[EXERCISE] Gather every row below that contains the word "Where", copying each one in full.

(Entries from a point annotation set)
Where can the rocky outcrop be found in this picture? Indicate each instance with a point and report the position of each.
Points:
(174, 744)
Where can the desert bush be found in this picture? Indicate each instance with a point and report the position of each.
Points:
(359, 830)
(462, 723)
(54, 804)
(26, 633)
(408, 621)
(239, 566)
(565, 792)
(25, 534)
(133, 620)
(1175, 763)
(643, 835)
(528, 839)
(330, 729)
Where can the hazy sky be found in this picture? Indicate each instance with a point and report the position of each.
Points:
---
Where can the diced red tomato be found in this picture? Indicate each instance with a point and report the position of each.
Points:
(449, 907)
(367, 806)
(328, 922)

[EXERCISE ANSWER]
Where can the rocky outcrop be found in this picture? Indicate each instance with a point and report the position of each.
Where can the desert bush be found in this picture? Indicate each instance with a point and report the position of each.
Where can the hazy sky be found in this picture? Indicate each instance with a point and report the position of each.
Where can the diced red tomato be found in this picture? Indicate each instance with a point and report the position of each.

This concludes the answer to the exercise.